Write out the forum post below about reading words into an array in C, in full and without changing a character.

# SUPPLIED PASSAGE start

You have entered 2 word(s):
word1
word2

OK here my try but when I run it said file has stopped working after let me enter first word

#include <stdio.h>
#include <conio.h>
#include <stdlib.h>
#include <string.h>

int main () 
{ 
    char *word[50]; //each word has maximum 49 character
    int i=0, number_of_word;

    do
    {
        printf ("Enter a word: ");
        scanf("%s", &word[i]);
        i++;
    }
    while (word[i][0]!='.');

    number_of_word =i;
    printf ("You entered %d word(s):\n", number_of_word);
    for (i=0; i<number_of_word; i++)
    {
        printf("%s\n", &word[i]);
    }

    return 0;
}

-----------------------------------------------------------------------

EDIT 1:

OK I try this, it worked but I am still looking for best way to declare an unknown size array of character string since I don't know neither how many word user may enter nor how many letter of each word, in C++ it may called dynamic allocation array, I have no idea how to do it in C

#include <stdio.h>
#include <conio.h>
#include <stdlib.h>
#include <string.h>

int main ()

# SUPPLIED PASSAGE end
# EXTRACTED MATERIAL start

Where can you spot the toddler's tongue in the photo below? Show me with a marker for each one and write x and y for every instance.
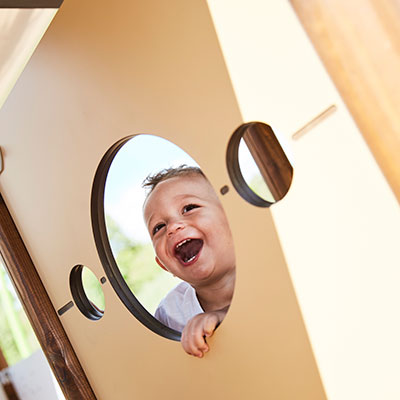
(187, 251)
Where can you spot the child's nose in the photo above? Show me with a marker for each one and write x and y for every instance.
(175, 226)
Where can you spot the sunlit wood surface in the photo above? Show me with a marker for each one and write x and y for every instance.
(359, 43)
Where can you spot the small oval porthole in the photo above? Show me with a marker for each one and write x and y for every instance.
(87, 292)
(257, 165)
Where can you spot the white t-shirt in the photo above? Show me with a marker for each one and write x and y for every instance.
(178, 307)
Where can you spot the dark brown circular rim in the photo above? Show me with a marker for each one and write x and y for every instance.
(85, 306)
(233, 167)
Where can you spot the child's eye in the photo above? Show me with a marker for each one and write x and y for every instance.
(157, 228)
(189, 207)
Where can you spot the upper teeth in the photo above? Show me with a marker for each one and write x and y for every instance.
(183, 242)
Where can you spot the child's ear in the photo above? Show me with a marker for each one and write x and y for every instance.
(159, 263)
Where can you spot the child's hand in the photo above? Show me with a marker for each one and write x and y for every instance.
(198, 329)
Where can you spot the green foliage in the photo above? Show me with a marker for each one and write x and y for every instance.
(93, 289)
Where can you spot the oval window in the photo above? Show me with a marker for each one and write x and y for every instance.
(145, 196)
(258, 167)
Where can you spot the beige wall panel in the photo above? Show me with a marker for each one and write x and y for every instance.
(339, 225)
(103, 72)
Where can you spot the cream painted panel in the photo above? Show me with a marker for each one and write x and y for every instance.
(21, 30)
(102, 73)
(339, 225)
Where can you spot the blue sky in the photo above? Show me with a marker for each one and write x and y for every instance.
(124, 196)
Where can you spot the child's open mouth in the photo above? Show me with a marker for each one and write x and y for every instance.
(188, 251)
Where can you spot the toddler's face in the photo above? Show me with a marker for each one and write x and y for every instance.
(189, 230)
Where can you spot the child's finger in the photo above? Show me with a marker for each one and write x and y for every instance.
(193, 340)
(210, 324)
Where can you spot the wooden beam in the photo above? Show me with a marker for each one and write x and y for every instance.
(40, 311)
(30, 3)
(359, 43)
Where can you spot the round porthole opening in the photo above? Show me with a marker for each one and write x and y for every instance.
(257, 165)
(87, 292)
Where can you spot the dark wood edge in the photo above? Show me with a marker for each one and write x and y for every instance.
(40, 311)
(30, 3)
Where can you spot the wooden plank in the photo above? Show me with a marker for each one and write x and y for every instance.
(359, 43)
(40, 311)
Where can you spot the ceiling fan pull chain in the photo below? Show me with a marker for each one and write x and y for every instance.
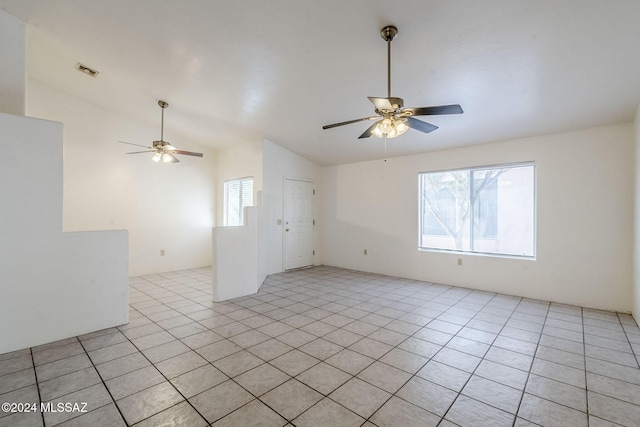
(385, 147)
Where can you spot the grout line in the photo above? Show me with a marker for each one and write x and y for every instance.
(104, 384)
(35, 373)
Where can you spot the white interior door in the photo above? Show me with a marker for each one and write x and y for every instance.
(299, 208)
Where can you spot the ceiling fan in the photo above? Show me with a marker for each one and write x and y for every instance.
(393, 119)
(164, 151)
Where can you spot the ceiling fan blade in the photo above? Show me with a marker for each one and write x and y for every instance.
(389, 104)
(367, 133)
(174, 159)
(187, 153)
(137, 145)
(434, 111)
(420, 125)
(348, 122)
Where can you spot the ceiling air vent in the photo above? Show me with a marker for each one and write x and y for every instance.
(89, 71)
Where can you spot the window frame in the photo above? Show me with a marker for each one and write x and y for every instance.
(225, 200)
(422, 202)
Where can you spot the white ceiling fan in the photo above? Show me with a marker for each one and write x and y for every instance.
(164, 151)
(393, 119)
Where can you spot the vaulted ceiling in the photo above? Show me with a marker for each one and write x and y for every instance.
(249, 69)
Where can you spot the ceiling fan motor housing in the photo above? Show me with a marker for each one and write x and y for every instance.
(388, 33)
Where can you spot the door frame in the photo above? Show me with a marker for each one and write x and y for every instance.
(283, 226)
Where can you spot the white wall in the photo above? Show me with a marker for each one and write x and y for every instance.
(164, 206)
(584, 216)
(238, 161)
(236, 270)
(636, 251)
(13, 64)
(280, 163)
(54, 285)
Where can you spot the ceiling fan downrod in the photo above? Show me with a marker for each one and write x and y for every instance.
(388, 33)
(162, 105)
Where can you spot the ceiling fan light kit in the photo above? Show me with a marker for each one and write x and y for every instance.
(163, 151)
(392, 118)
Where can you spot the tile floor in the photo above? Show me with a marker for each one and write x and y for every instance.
(334, 347)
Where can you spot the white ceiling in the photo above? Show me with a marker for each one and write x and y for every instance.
(280, 69)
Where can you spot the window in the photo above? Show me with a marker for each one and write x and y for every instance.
(489, 210)
(238, 193)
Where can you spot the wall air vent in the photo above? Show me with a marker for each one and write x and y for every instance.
(89, 71)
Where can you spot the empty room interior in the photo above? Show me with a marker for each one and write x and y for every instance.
(310, 213)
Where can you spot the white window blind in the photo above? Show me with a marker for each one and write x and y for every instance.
(238, 193)
(486, 210)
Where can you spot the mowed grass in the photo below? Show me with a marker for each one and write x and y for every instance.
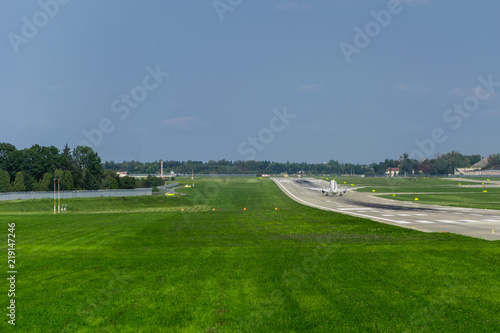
(143, 265)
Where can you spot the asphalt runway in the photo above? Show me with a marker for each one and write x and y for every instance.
(479, 223)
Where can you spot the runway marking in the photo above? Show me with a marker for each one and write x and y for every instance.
(447, 221)
(330, 209)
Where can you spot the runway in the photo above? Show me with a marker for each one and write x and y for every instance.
(479, 223)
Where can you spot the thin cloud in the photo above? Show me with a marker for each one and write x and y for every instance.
(411, 88)
(416, 2)
(293, 5)
(309, 88)
(456, 92)
(184, 123)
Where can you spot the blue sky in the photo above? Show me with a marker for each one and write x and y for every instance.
(229, 80)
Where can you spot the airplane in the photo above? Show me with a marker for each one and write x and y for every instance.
(334, 189)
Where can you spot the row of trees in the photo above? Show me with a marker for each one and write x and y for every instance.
(35, 168)
(442, 164)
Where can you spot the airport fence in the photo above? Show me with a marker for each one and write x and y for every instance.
(75, 194)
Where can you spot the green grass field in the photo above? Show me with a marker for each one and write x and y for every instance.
(144, 265)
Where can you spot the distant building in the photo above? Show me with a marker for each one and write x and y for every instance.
(474, 170)
(392, 172)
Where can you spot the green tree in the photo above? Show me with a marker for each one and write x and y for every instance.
(109, 183)
(127, 182)
(46, 183)
(67, 181)
(18, 185)
(29, 182)
(4, 181)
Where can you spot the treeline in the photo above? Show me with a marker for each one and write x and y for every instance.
(35, 168)
(81, 168)
(443, 164)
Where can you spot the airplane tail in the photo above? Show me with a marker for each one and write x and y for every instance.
(333, 186)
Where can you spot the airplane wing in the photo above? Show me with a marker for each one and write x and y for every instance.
(333, 189)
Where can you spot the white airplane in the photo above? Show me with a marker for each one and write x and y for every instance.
(334, 189)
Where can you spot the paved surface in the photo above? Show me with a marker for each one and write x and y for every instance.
(479, 223)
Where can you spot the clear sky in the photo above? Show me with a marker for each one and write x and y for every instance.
(305, 81)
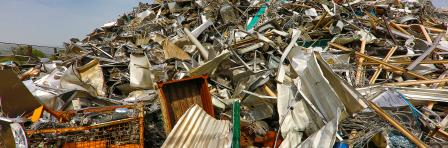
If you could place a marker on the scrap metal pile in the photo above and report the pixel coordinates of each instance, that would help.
(241, 73)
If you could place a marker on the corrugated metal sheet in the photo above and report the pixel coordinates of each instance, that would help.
(176, 97)
(198, 129)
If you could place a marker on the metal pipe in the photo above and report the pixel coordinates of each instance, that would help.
(396, 124)
(381, 62)
(409, 62)
(426, 53)
(407, 83)
(359, 69)
(380, 67)
(202, 50)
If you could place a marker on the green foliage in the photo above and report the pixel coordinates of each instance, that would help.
(38, 53)
(23, 50)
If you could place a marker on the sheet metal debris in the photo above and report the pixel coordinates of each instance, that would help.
(305, 74)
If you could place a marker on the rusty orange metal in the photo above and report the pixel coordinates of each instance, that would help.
(128, 132)
(177, 96)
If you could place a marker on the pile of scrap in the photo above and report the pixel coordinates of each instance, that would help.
(181, 73)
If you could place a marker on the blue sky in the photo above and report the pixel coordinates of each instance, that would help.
(51, 22)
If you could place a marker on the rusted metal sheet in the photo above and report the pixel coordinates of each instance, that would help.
(127, 132)
(97, 144)
(178, 96)
(197, 129)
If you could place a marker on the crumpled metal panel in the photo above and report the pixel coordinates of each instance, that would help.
(15, 98)
(198, 129)
(327, 91)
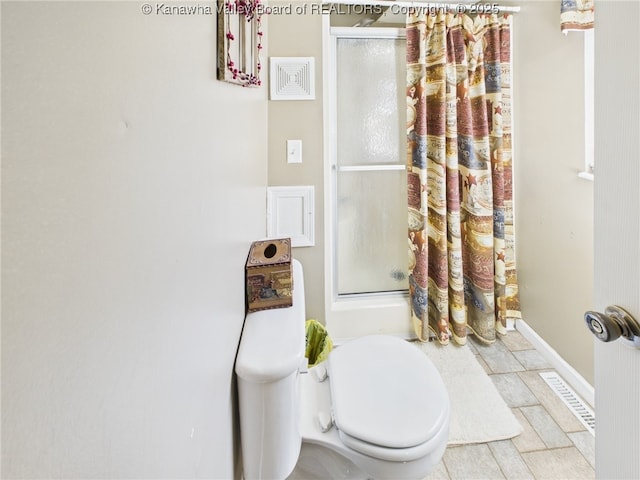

# EXTRACTED MATERIAL end

COMPLETED TASK:
You have entered 2 word(s):
word1
word2

OK here my try but when I run it said file has stopped working after let me enter first word

#include <stdio.h>
#include <conio.h>
#include <stdlib.h>
#include <string.h>

int main () 
{ 
    char *word[50]; //each word has maximum 49 character
    int i=0, number_of_word;

    do
    {
        printf ("Enter a word: ");
        scanf("%s", &word[i]);
        i++;
    }
    while (word[i][0]!='.');

    number_of_word =i;
    printf ("You entered %d word(s):\n", number_of_word);
    for (i=0; i<number_of_word; i++)
    {
        printf("%s\n", &word[i]);
    }

    return 0;
}

-----------------------------------------------------------------------

EDIT 1:

OK I try this, it worked but I am still looking for best way to declare an unknown size array of character string since I don't know neither how many word user may enter nor how many letter of each word, in C++ it may called dynamic allocation array, I have no idea how to do it in C

#include <stdio.h>
#include <conio.h>
#include <stdlib.h>
#include <string.h>

int main ()